• [SELECTED TEXT]
★ ★ ★ ★ ★ ★ ★

We have discussed it and in the longer term would both like to try it. Not sure i could cope if He wanted to micro-manage my life.

Have choosen the the stalking option as its not often a Domme gives you that kind of choice. I adore all the Dommes on here, so any chance to to stalk.... :D
 
Stalking Netzach... because none of the situationns have arose in my lifespan.... yet.
 
I still think it should be 24x7, because to my mathematical mind, 24/7 means you get to spend one seventh of the day in your BDSM relationship. Somehow I don't think that's the plan!
 
I edited your poll and hope it says what you would like it to.

If not, let me know.

:rose:
 
I am sure

I am sure I have said many times before . . . but I will say it again.

24/7 is a GREAT deal of work for both people. When I go out with a sub I want to enjoy an intelligent conversation as if I was out on a regular date. Good conversation and eye contact.

The difference would be if I decided to "play" at dinner with the sub.

I am not interested in "micro-managing" 24/7. Most of my subs have been married and were not interested in leaving their husbands and I NEVER wanted them to leave husbands.

Recently, a sub, has become a very good friend and we have had many conversations and in one of them she shared many things that made me confirm that I only wanted the BEST for her. I was never mad at her (she thought I would be) but pleased that she could be very adult and still want us to be close.

I say this since she NEVER reads my posts.
 
i've been living 24/7 for a few years now and love it. i couldn't imagine my life any other way.
only problem i've found is what to call Master when the kids are around.

s
 
i have a very good online friend of 4 years, who is a subbie with a Master. In simply wishing to understand the {brackets} which symbolize the collar after her ID/nick i asked questions to which she provided answers along with her suggestion that i read more online. i left her PM window that night over 3 years ago and havn't stopped reading and soaking up an increased understanding of the lifestyle... since. i found myself at a 'matchmaker site for D/s .. BDSM-ers' somewhat recently and began correspondances with a Dom local to me. W/we met in real and hit it off very very well. i am collared and belong to Him. ".. to be continued, as the story goes on".

★ ★ ★ ★ ★ ★ ★

• [GIVEN DATA]

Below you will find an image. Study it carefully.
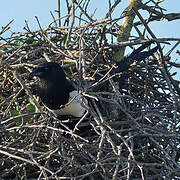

★ ★ ★ ★ ★ ★ ★

• [SET OF TASKS]
a) Using the forum text above, decide whether each statement agrees with it: (i) One poster prefers "24x7" because of a mathematical reading of "24/7." (ii) One poster says most of their subs were married. (iii) The poster who has lived 24/7 for a few years says the only problem is finding enough time together. For each, answer yes or no and quote the words of the text that decide it.
b) Pull out the passage of the forum text above that starts with "I am sure I" and goes on through "and eye contact.", copying it word for word.

• [ANSWERS TO THE TASKS]
a)
(i) Yes: "because to my mathematical mind, 24/7 means you get to spend one seventh of the day in your BDSM relationship"
(ii) Yes: "Most of my subs have been married"
(iii) No: "only problem i've found is what to call Master when the kids are around"

b)
I am sure I have said many times before . . . but I will say it again.

24/7 is a GREAT deal of work for both people. When I go out with a sub I want to enjoy an intelligent conversation as if I was out on a regular date. Good conversation and eye contact.